Article:
....................
Ralph Palmer Agnew (December 29, 1900 — October 16, 1986) was an American mathematician.

Agnew was born in Poland, Ohio, and did his undergraduate studies at Allegheny College. After completing a master's degree at Iowa State College he moved to Cornell University, where he received a Ph.D. in 1930. He was appointed to the Cornell faculty in 1931. He chaired the mathematics department at Cornell from 1940 to 1950, and was responsible for bringing William Feller and Mark Kac to Cornell.

His research concerned summability of series; he also wrote textbooks on calculus and differential equations. One well-known example for dealing with a system of elementary differential equations attributed to Agnew is the "snow plow problem", which is stated as:
It starts snowing in the morning and continues heavily and steadily throughout the day.  A snow-plow starts plowing at noon and plows 2 miles in the first hour, and 1 mile in the second.  What time did it start snowing?
....................
Reproduce the passage of the Ralph Palmer Agnew article from "His research concerned" up to and including "it start snowing?".

Dataset entries:
....................
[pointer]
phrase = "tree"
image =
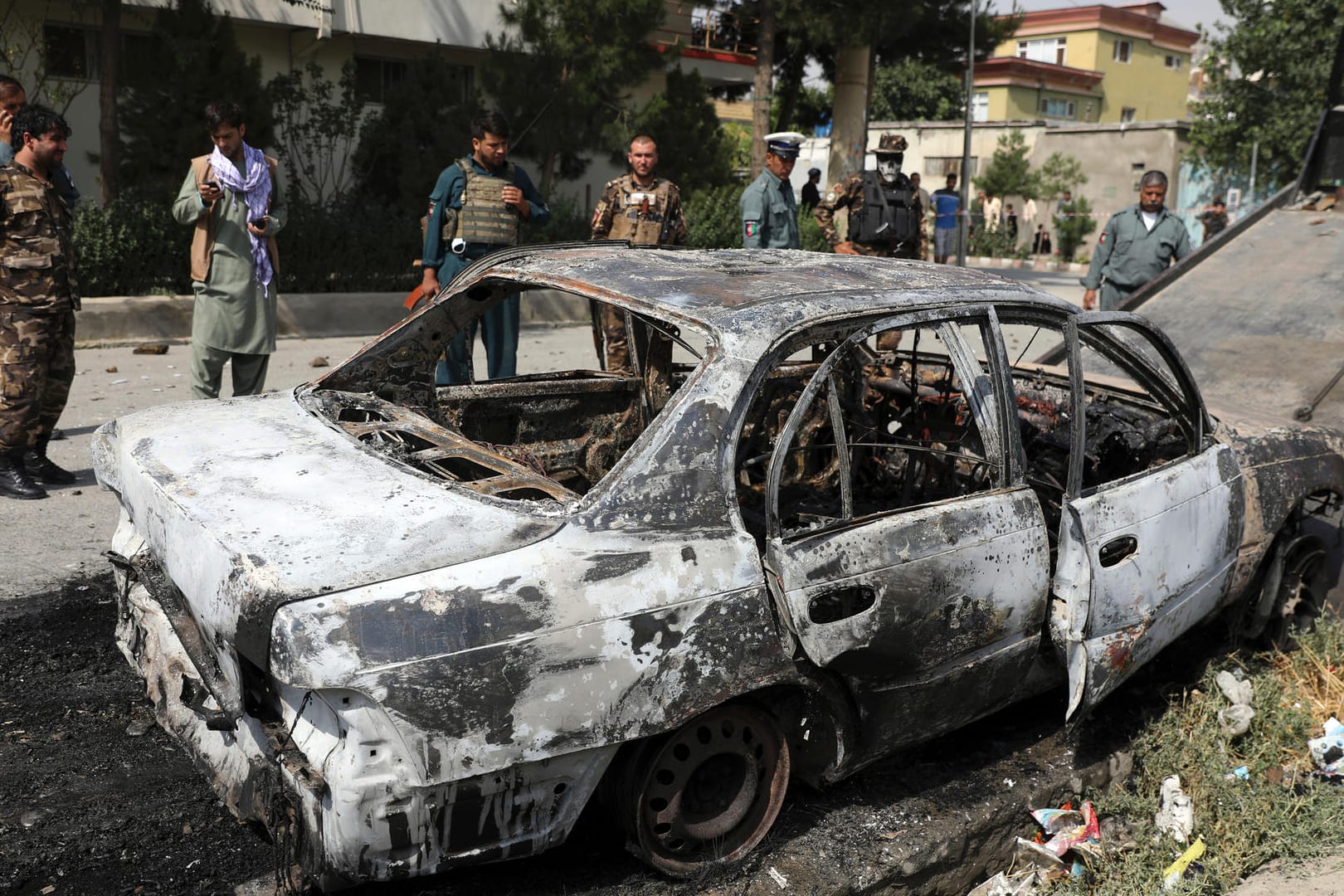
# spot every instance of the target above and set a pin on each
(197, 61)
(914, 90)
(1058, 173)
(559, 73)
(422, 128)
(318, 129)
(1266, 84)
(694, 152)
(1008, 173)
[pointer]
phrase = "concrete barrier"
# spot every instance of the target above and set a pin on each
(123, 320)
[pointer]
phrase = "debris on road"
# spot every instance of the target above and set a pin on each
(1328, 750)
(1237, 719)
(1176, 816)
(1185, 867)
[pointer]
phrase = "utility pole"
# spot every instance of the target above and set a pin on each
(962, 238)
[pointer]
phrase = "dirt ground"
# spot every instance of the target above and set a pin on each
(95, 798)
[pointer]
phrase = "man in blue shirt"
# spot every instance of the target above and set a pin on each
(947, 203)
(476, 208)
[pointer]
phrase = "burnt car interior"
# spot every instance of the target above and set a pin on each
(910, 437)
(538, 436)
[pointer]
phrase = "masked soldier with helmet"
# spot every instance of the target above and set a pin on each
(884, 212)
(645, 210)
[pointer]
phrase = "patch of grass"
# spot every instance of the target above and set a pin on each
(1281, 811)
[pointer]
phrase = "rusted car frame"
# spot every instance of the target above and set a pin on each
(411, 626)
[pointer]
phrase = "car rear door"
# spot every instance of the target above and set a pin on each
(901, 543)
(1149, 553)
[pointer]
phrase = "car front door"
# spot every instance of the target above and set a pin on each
....................
Solution below:
His research concerned summability of series; he also wrote textbooks on calculus and differential equations. One well-known example for dealing with a system of elementary differential equations attributed to Agnew is the "snow plow problem", which is stated as:
It starts snowing in the morning and continues heavily and steadily throughout the day.  A snow-plow starts plowing at noon and plows 2 miles in the first hour, and 1 mile in the second.  What time did it start snowing?